__INSTRUCTIONS TO FOLLOW__: In the commentary on the 2008 election below, who wrote the New York Times "news analysis" suggesting President Obama should govern from the center?

__STUDY TEXT__:

───

What happened on the first Tuesday of November 2008 was so significant that I cannot take its full measure. Better to focus on bits and pieces:
• I worried a lot about his campaign but, in retrospect, Obama’s landslide seems inevitable. Economy in crisis. Optional war sold on lies, carelessly waged, profitably privatized. Incredible incompetence. Organized corruption. White House vs. the Constitution. What sane citizen wouldn’t vote for change?
• Deep down, below the issues, the campaign offered a clear, simple choice. Republicans banged drums of fear -– fear terrorism, fear socialism, fear Obama. He preached possibilities.
• Issues mattered, though. McCain clung to economic orthodoxy, promoting the (mythical) free market and free trade as well as lower taxes on business and the wealthy to spur enterprise and create jobs. But financial meltdown happened, bringing doubt even to that noted Defender of the Faith, Alan Greenspan, and skepticism trickled all the way down to voters on Main Street.
• Before Obama brings change he will have to overcome an Establishment campaign to neuter him. Even as it reported election results Nov. 5, the New York Times ran a “news analysis” suggesting President Obama should govern from the center wherein the writer Patrick Healey quoted no fewer than three Republican political strategists. A veteran of Mitt Romney’s primary race, Kevin Madden, said: “Obama won mainly because he convinced voters he was a centrist, schooled and accomplished in the politics of moderation.”
No, he didn’t, but that distortion -– like the “news analysis” itself — was predictable. Even before Tuesday, the Concord Coalition blared its balanced budget fundamentalism and tore its hair about the cost of entitlements while failing to pushback as the Bush Administration unbalanced budgets to Kingdom Come. Listen for screams about Democrat Obama’s deficits unless he knuckles under.
Understand –- the only way Obama can approach a balanced budget is to abandon his domestic agenda, including health care reform, and cut existing social spending. That explains why the Establishment -– which includes rhetorically “liberal” news organizations like the Times and the Washington Post –- will demand what they call fiscal prudence from Obama. It’s how they turned Bill Clinton into a moderate Republican.
Anything to prevent left-of-center government!
• Obama won in a landslide. He has a mandate to revive the economy (and a modicum of economic justice) by re-regulating markets, restoring progressive taxation, moving toward universal health insurance and investing in new sources of energy to kick both our fuel habits –- foreign and fossil.
• Judging from my experience, the praise for Obama’s organization is deserved. I always vote on Election Day, the way God intended, so I was open to serious punishment -– a lengthy procession of money appeals, live and robocalls –- Governor Richardson, no need to shout –- even visits to get me to vote early. After that came fliers, emails and door knob doodads, plus new calls ending only late on Nov. 4. Admirable overkill.

───

Stored data entries:
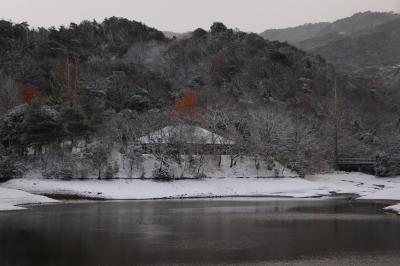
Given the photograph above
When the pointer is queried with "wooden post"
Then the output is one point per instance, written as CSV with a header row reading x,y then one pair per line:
x,y
336,126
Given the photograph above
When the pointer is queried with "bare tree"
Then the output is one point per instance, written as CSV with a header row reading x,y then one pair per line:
x,y
8,93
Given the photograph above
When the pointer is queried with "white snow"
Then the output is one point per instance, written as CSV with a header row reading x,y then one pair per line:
x,y
244,167
11,198
150,189
186,133
366,186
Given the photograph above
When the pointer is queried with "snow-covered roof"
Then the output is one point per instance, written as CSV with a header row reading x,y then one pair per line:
x,y
184,133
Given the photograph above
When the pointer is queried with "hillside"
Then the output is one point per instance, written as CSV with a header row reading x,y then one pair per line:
x,y
374,47
309,36
75,95
295,34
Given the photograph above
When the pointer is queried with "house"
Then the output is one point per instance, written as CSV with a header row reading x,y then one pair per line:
x,y
186,139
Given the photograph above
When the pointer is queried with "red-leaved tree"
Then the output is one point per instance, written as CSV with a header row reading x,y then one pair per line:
x,y
27,93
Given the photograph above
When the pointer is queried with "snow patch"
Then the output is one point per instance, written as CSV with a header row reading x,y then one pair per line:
x,y
10,198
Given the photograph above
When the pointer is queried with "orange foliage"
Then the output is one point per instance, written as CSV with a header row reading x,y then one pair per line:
x,y
216,61
187,102
27,93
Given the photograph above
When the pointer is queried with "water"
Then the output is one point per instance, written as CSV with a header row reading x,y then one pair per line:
x,y
196,231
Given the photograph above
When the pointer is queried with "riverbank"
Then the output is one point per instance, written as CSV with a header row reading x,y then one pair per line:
x,y
12,199
365,186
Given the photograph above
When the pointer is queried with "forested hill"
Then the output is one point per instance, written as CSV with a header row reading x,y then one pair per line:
x,y
368,39
87,81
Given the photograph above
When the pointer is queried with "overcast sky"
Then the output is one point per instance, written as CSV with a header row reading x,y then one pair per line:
x,y
185,15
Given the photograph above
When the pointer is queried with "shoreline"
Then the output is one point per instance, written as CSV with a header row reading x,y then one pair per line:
x,y
352,186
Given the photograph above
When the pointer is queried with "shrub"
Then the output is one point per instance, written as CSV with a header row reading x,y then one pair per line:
x,y
162,175
10,168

───

__RESULT FOR THIS EXERCISE__: Patrick Healey